Your objective =
Whenever the string "sock" appears in a line below, please copy the line out.

Excerpted records =
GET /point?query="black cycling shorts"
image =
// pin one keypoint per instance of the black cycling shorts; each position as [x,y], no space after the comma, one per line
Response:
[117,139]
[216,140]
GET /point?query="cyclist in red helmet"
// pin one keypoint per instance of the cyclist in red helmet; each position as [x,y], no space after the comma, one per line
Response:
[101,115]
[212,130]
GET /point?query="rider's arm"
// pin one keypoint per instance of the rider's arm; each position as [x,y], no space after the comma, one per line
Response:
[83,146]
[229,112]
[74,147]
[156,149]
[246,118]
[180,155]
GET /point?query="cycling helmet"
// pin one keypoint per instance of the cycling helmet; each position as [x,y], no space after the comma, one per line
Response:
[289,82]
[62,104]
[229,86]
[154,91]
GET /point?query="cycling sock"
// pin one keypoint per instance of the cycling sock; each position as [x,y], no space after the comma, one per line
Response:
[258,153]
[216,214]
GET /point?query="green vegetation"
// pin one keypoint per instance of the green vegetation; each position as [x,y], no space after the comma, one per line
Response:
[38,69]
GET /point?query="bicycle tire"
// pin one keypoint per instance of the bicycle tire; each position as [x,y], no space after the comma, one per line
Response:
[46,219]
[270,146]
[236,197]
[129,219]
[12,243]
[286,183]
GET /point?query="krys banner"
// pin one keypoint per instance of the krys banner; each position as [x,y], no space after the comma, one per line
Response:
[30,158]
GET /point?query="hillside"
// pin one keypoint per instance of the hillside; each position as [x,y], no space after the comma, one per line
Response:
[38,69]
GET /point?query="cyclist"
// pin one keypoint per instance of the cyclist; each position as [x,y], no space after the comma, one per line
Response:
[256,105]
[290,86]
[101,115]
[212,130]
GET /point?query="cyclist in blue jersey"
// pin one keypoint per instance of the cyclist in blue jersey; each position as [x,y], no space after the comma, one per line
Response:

Worked solution =
GET /point?query="cycling sock"
// pin one keypoint per instance of the cycling sock; each position as [x,y], no space after the comma, one per line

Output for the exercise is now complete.